» **EXCERPTED PASSAGE**

Hunt v. Alderman
2017 Ohio 7591
| Ohio Ct. App. | 2017Background
- Summit County SWAT conducted a Taser-driven training on Oct. 21, 2011; participants rotated roles; instructor briefed that no blows should be exchanged and scenario was Taser-focused.
- Miguel Hunt played the "bad guy" wearing a padded Taser suit with a cloth head covering (no hard helmet); entry team members wore hard helmets.
- As Hunt approached the entry team, Deputy Alderman (providing cover) struck Hunt on the side of the head with the butt of his rifle; Hunt fell and later received workers’ compensation benefits.
- Hunt sued Alderman for assault/battery, alleging Alderman knew striking the head was substantially certain to cause serious injury; Alderman moved for summary judgment claiming co-employee immunity under R.C. 4123.741.
- The trial court denied summary judgment; this Court previously remanded for more detailed findings and on remand again affirmed denial.

» **PROBLEM 1**
List every item of protective gear mentioned in the case summary of Hunt v. Alderman.
» **PROBLEM 2**
In the case summary of Hunt v. Alderman, under which statute did Alderman claim co-employee immunity?
» **PROBLEM 3**
Reproduce the portion of the case summary of Hunt v. Alderman between "- As Hunt approached" and "again affirmed denial.", inclusive.

» **DATA SEGMENT**

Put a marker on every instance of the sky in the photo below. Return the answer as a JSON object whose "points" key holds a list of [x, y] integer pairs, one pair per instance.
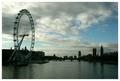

» **RESPONSE 1**
padded Taser suit, cloth head covering, hard helmets

» **RESPONSE 2**
R.C. 4123.741

» **RESPONSE 3**
- As Hunt approached the entry team, Deputy Alderman (providing cover) struck Hunt on the side of the head with the butt of his rifle; Hunt fell and later received workers’ compensation benefits.
- Hunt sued Alderman for assault/battery, alleging Alderman knew striking the head was substantially certain to cause serious injury; Alderman moved for summary judgment claiming co-employee immunity under R.C. 4123.741.
- The trial court denied summary judgment; this Court previously remanded for more detailed findings and on remand again affirmed denial.